▶ Directions: Copy the lines of the material below word for word, starting at the line that contains "Task: Find the black" and continuing through the last line of the material.

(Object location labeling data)

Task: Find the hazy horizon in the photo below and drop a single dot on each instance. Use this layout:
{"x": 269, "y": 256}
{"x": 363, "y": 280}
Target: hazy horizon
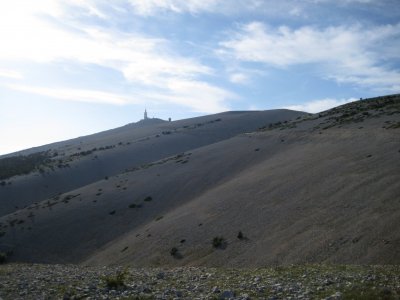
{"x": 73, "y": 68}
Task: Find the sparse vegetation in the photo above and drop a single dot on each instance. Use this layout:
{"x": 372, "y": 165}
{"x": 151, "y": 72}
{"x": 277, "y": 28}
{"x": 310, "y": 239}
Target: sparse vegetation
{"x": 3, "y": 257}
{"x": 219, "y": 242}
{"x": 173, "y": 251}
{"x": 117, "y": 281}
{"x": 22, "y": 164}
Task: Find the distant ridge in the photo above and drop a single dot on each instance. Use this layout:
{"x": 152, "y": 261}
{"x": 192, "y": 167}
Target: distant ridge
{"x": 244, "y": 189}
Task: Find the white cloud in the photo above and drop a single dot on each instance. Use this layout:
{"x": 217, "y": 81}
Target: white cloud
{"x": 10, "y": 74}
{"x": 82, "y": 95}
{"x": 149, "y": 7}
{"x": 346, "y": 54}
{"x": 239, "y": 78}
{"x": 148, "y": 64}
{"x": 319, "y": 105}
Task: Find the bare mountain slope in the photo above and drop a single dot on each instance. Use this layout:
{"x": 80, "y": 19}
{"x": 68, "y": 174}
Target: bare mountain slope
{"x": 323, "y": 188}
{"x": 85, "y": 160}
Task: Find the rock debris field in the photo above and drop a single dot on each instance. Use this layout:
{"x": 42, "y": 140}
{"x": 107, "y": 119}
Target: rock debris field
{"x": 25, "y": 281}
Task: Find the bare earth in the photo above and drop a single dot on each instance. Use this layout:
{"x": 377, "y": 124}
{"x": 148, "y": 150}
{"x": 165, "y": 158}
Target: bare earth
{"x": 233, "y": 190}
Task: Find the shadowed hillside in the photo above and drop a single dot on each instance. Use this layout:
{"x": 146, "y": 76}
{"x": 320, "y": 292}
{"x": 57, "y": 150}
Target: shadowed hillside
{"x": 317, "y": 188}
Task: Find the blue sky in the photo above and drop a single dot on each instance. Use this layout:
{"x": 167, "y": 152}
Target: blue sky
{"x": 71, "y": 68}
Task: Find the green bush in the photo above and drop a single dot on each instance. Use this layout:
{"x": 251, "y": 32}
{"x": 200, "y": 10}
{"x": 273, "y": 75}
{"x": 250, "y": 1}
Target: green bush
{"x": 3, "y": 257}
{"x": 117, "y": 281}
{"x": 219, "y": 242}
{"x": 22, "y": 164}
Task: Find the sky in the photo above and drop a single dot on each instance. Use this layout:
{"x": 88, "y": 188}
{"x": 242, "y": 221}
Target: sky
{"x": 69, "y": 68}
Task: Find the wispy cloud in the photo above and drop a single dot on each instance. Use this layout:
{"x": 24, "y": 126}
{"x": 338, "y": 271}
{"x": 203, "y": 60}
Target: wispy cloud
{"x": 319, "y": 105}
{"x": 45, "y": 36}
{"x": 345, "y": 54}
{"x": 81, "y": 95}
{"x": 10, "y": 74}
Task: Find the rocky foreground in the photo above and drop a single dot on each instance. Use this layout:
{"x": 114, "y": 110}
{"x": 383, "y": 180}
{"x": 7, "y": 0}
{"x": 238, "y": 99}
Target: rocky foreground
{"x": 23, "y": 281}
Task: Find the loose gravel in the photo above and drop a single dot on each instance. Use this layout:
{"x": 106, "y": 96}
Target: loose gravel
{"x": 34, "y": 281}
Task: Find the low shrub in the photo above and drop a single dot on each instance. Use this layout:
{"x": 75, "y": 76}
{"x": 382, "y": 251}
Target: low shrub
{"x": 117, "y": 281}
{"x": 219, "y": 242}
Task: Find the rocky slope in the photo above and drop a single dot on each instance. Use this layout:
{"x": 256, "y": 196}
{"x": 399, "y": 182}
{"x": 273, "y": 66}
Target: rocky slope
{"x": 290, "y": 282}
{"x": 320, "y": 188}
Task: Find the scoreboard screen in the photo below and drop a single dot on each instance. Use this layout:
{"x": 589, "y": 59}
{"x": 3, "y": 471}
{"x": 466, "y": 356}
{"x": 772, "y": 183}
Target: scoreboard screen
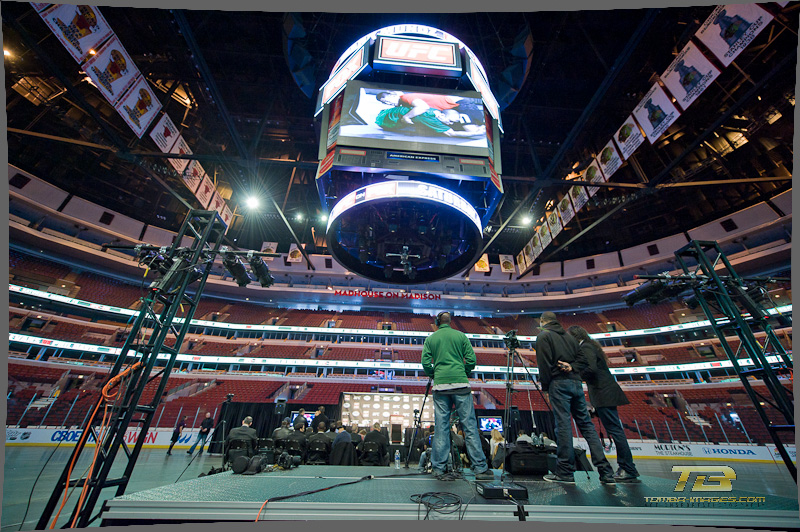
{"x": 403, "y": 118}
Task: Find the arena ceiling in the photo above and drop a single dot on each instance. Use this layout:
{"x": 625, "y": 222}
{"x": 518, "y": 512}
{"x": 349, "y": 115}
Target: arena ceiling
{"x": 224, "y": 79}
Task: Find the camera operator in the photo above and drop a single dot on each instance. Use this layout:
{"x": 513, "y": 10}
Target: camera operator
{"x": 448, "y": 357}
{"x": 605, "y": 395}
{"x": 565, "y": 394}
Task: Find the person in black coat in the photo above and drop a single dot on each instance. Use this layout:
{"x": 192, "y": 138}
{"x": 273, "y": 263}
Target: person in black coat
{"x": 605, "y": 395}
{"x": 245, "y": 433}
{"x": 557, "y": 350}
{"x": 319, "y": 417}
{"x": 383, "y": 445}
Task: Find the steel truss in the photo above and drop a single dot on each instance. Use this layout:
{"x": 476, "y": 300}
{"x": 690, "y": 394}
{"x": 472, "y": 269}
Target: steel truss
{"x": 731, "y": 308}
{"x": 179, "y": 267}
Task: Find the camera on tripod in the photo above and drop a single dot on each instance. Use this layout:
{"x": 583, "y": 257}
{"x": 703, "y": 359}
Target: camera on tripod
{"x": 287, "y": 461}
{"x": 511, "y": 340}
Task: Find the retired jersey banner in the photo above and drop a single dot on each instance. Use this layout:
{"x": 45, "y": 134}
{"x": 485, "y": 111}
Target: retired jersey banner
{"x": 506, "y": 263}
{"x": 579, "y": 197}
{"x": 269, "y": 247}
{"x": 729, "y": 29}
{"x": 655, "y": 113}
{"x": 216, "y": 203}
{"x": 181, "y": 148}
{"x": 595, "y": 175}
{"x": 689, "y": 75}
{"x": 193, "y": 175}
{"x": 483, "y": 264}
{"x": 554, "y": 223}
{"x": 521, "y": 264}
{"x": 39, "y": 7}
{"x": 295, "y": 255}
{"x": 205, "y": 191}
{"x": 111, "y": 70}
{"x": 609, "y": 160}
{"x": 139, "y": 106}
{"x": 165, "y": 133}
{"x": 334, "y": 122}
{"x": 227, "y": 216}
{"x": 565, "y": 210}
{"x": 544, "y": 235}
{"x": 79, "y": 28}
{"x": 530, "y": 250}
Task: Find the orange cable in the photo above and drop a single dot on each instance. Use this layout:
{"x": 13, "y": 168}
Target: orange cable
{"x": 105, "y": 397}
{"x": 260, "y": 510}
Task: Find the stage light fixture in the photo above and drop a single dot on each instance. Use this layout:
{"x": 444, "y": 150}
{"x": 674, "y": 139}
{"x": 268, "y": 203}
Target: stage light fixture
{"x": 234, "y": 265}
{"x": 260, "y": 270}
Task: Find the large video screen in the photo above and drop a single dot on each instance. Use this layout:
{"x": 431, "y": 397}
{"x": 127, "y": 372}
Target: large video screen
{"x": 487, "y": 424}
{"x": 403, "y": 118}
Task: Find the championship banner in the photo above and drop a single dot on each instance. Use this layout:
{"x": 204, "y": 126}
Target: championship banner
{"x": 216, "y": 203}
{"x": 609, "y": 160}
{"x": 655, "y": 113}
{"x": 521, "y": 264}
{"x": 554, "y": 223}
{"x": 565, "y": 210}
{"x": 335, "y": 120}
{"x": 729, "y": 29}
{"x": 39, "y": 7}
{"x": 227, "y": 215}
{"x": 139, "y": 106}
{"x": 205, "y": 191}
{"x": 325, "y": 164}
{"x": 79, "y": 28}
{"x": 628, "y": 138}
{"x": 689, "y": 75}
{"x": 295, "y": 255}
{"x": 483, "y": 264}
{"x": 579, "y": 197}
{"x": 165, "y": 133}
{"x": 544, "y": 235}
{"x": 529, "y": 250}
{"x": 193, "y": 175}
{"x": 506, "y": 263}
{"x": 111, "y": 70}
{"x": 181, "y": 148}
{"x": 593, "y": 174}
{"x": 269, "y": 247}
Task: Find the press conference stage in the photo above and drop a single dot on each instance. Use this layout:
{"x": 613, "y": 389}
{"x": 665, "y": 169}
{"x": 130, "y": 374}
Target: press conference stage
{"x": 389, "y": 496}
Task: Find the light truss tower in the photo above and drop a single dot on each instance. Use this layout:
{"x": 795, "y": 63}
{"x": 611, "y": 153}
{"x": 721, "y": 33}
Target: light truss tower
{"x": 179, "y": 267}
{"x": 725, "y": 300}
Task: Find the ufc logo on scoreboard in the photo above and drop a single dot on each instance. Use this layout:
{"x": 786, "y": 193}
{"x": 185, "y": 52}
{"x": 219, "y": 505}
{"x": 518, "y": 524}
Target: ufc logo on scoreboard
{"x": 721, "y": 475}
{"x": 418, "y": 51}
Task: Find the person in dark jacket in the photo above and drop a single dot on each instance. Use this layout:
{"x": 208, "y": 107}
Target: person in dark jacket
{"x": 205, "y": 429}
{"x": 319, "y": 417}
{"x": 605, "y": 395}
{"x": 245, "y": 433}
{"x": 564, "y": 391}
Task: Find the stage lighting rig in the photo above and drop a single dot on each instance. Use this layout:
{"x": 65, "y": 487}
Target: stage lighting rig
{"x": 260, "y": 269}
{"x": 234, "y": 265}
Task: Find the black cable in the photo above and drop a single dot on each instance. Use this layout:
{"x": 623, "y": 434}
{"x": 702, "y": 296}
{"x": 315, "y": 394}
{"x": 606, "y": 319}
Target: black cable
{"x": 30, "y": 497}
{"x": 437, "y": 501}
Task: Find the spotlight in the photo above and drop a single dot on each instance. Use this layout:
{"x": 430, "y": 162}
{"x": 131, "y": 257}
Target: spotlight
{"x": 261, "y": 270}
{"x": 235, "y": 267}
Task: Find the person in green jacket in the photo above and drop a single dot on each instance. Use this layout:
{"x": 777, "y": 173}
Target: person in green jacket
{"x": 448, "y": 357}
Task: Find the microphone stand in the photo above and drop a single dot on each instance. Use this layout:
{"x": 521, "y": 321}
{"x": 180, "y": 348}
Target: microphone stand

▶ Finished task:
Task: Find the black cable in the photo above and drop a single dot on each instance. Use this layout:
{"x": 623, "y": 434}
{"x": 702, "y": 296}
{"x": 315, "y": 394}
{"x": 606, "y": 319}
Target: black cable
{"x": 30, "y": 497}
{"x": 437, "y": 501}
Task: Find the spotlight in the photo above and drop a single dot on each instance. Use this layout:
{"x": 430, "y": 162}
{"x": 131, "y": 257}
Target: spotlight
{"x": 261, "y": 270}
{"x": 235, "y": 267}
Task: Find the person in green jacket in the photo above and drop a single dot on each instance. Use this layout:
{"x": 777, "y": 173}
Target: person in green jacket
{"x": 448, "y": 357}
Task: Find the microphone stand in the photo above and drop a single dot on each instance. Use this layout:
{"x": 521, "y": 321}
{"x": 180, "y": 348}
Target: microphone stand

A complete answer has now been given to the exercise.